* WORK ITEM
Using the data below, gather each line that includes the word "tail".

Point-per-instance localization data
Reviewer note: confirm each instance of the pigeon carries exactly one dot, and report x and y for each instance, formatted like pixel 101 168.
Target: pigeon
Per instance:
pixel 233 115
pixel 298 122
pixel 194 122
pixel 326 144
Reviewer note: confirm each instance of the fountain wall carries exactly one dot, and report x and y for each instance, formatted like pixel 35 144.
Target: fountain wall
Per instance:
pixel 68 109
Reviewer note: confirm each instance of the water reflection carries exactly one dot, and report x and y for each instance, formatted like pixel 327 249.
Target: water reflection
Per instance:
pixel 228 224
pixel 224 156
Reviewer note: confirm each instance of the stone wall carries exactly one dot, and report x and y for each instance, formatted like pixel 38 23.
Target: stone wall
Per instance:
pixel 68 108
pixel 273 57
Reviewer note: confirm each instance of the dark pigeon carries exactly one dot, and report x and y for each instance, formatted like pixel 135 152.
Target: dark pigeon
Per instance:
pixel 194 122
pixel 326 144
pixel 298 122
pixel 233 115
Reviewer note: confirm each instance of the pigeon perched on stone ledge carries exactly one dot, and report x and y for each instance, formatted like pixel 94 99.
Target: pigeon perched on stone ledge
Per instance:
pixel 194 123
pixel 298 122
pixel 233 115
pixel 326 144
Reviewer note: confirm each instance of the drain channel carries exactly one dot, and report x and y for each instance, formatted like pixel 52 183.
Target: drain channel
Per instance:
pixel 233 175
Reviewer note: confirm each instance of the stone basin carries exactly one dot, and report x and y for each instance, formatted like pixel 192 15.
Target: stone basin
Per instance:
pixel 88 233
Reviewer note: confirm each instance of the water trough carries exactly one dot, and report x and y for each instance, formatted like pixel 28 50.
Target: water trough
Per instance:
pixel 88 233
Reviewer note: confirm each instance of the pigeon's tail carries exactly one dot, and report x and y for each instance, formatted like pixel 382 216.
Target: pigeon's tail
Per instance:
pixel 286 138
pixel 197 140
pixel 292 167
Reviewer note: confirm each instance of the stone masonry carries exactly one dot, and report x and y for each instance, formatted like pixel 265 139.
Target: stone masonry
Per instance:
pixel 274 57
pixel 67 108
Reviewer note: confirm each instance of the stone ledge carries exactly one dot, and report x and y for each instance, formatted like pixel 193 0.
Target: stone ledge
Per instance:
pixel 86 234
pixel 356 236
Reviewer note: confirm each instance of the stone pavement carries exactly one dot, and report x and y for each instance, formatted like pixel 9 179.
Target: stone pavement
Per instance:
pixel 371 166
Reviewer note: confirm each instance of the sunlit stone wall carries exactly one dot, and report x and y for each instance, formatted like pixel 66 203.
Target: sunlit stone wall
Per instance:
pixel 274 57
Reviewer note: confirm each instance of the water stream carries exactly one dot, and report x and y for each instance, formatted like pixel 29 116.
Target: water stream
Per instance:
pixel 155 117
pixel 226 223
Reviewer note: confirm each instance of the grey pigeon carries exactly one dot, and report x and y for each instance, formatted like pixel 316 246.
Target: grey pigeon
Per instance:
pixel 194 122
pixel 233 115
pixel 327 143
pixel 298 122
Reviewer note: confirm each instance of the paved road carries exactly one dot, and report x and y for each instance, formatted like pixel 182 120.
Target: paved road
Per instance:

* PROBLEM SOLUTION
Reviewer note: confirm each instance of the pigeon's tail carries exactly one dot, and report x and y for each instance, formatted like pixel 382 216.
Target: pigeon's tail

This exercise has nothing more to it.